STUDY TEXT:
----------

If you are toiling to eke out a living and support your family, you could be eligible for welfare programs from the government. "Welfare" is the raft of anti-poverty programs put in place by the government to help the underprivileged lead a dignified life. It includes food stamps, Medicaid, TANF (Temporary Assistance to Needy Families), and so on. The Federal government primarily funds the programs, and states chip in and implement the programs. States have the discretion to decide which programs to focus on: food security, unemployment benefits, or public health.

How does welfare compare to minimum wage?

In 2013, the Cato Institute (An American think tank) conducted a series of in-depth research on welfare in all the American states. Part of this survey outlined the welfare benefits enjoyed by recipients in individual states. The institute went further to compare the state of families living on welfare to equivalent families who only work minimum wage in each state. The results were astounding!

In 34 states, a family on welfare took home more money than one where its breadwinner was working minimum wage. This trend prompted outrage as it encouraged dependence on welfare over seeking out jobs for sustenance. Legislators and other stakeholders have used welfare reform information to push for a higher minimum wage to make working more attractive over welfare.

In the remaining 16 states, minimum wage was marginally higher than welfare benefits for the sample family.

The study based its estimates on the package offered to a single mother with two children. This family would be eligible for TANF (Temporary Assistance to Needy Families), Medicaid, Supplemental Nutritional Assistance Program or food stamps, housing assistance, utility assistance, and Women, infants, and children assistance.

How much does welfare pay in Colorado?

----------

DATA LISTING:

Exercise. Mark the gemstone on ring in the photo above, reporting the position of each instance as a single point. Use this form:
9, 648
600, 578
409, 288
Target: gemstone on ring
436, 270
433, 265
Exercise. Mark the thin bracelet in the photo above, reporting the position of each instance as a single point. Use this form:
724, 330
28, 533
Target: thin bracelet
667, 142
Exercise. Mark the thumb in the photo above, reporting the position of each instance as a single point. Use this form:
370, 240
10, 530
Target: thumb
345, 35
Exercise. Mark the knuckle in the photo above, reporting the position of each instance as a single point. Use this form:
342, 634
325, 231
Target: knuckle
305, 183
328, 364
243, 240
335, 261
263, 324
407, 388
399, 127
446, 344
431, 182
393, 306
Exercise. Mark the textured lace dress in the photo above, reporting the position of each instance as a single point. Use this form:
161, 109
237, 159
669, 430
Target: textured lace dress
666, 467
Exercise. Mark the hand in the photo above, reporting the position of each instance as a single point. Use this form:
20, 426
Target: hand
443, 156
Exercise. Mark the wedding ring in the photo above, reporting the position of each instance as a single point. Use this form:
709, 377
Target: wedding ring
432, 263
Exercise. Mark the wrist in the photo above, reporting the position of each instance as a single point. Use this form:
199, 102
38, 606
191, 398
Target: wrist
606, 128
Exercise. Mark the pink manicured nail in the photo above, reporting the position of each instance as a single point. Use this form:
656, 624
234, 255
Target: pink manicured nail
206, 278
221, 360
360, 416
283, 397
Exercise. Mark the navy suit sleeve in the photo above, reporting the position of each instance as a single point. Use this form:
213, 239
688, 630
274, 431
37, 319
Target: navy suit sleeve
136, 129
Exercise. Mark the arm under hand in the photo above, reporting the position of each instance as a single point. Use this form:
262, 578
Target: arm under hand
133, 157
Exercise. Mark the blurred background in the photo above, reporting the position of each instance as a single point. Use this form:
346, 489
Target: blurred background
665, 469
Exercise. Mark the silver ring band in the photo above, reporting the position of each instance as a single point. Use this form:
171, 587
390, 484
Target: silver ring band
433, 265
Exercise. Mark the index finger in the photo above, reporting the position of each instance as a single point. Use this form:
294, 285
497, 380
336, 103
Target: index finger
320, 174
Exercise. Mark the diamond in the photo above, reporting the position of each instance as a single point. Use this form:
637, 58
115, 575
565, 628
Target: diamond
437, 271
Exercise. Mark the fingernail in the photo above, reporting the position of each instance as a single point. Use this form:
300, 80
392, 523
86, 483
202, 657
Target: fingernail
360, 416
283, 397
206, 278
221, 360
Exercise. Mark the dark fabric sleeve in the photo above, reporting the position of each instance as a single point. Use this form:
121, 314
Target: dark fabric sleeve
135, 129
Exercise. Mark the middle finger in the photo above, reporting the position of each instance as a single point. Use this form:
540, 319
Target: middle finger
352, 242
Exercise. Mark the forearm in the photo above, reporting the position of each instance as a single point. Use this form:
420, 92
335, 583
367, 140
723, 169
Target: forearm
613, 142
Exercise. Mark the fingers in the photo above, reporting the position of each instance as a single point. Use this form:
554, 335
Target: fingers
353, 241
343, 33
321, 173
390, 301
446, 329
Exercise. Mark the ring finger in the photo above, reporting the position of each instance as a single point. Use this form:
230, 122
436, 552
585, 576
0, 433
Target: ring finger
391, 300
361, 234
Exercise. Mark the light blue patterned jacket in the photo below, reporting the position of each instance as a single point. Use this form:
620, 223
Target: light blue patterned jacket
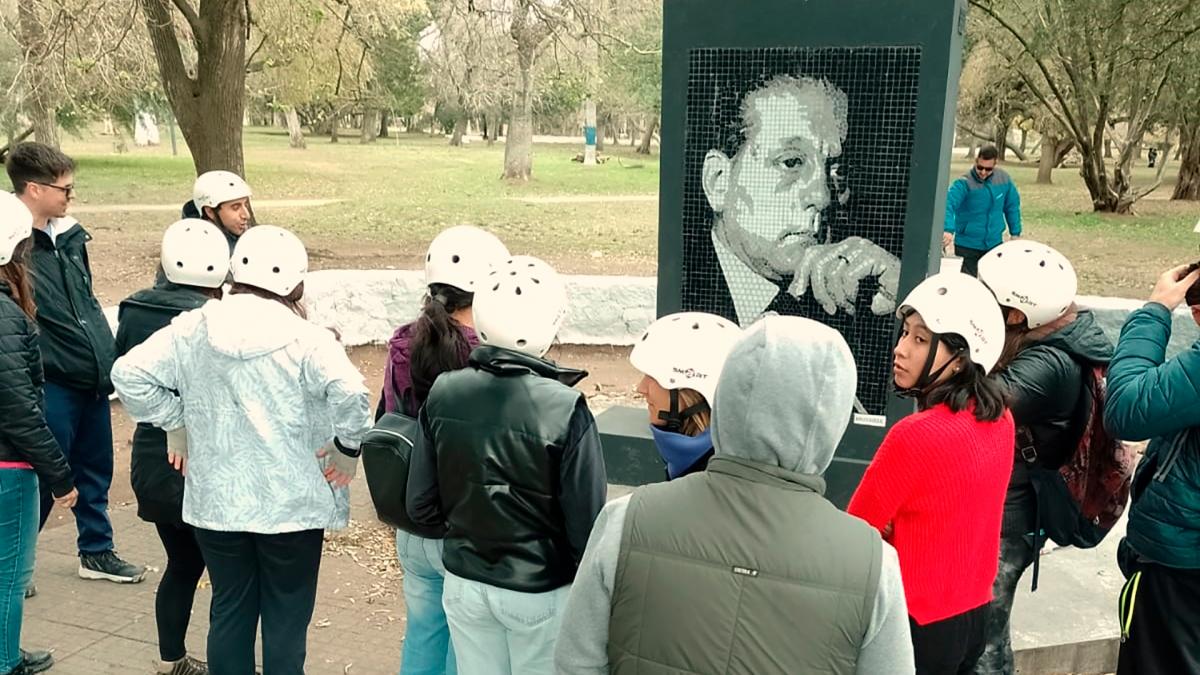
259, 390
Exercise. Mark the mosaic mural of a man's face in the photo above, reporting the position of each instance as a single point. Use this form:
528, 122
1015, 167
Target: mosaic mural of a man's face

----------

ACTIVITY:
Continue the text on welfare and minimum wage from the point where it stops. The entries are not needed for the work here.

ANSWER TO THE EXERCISE:
In the same Cato report of 2013, Colorado was one of the states where being on welfare gave less income than working minimum wage. 48% of people on TANF (Temporary Assistance to Needy Families) in Colorado were on work-related programs.

In the report, the sample family in Colorado had total benefits of $20,750, ranking Colorado the 39th state in America.

The same sample family was expected to make $14,750 in pretax wages, averaging a minimum wage hourly rate of $7.09. This minimum wage also ranks Colorado 39th and is lower than the mandated Federal wage. It is also lower than Colorado's minimum wage

The benefits available can be broken down as

  • $462 TANF and assistance to Families with Dependent Children
  • $526 Supplemental Nutritional Assistance Program (SNAP)
  • $10,673 Annual Housing Assistance
  • $348 Annual Utility Assistance
  • $972 Annual Women Infants and Children Assistance

However, not all of these benefits are available to all the families seeking help, so the total benefits given to each family could be lower.

The same Cato report also noted that about 126 different Federal programs could help the underprivileged. Eligibility for those diverse programs varies with each case, so you cannot exact welfare benefit figures. In addition, there are also state benefits and non-means-tested packages which also assist the underprivileged.